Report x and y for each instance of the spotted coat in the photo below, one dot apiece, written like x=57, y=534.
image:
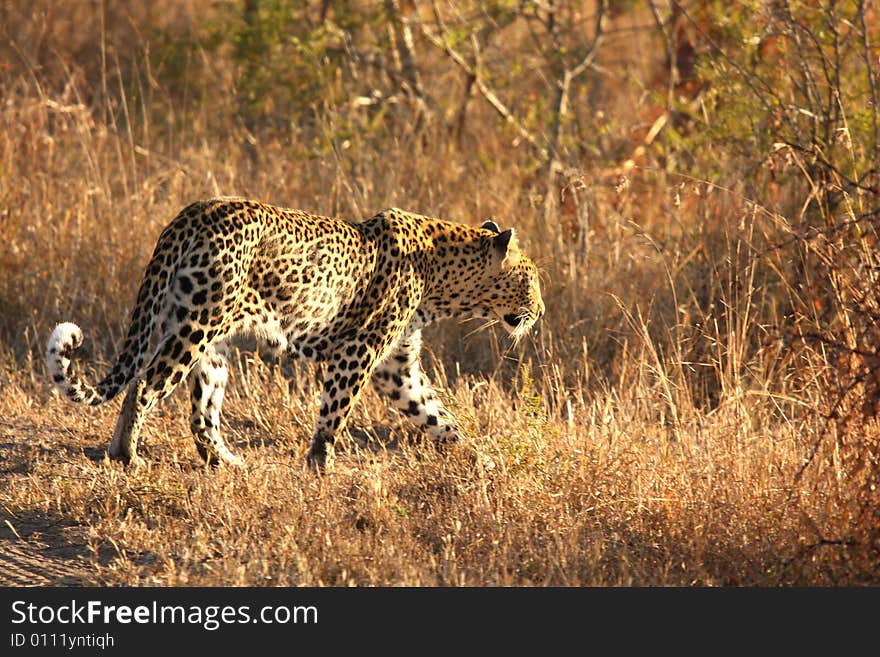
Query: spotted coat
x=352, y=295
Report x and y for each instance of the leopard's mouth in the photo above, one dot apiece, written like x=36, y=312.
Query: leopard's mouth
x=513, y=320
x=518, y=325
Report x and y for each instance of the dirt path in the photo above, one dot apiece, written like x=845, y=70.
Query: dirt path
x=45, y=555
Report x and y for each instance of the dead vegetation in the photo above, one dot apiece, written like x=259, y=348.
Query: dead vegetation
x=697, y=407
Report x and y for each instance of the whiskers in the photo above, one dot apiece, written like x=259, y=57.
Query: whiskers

EXERCISE DETAILS: What needs duplicating is the run of lines from the one containing "Query: spotted coat" through the last line of the entries above, exact and complete.

SOLUTION FOR THIS TASK:
Query: spotted coat
x=352, y=295
Report x and y for each instance of the leopard's mouth in the photo above, one dot apiece, written like x=36, y=312.
Query: leopard's mouth
x=513, y=320
x=518, y=325
Report x and y for each instance of the dirt path in the photo above, one dot apiece, written like x=845, y=70.
Query: dirt path
x=45, y=555
Report x and y for each instance of the dead vegetation in the photo above, one dot apiece, written like x=259, y=348.
Query: dead vegetation
x=697, y=407
Report x and y for each instance of the whiskers in the photo above, one dot apiece, written like x=259, y=57.
Query: whiskers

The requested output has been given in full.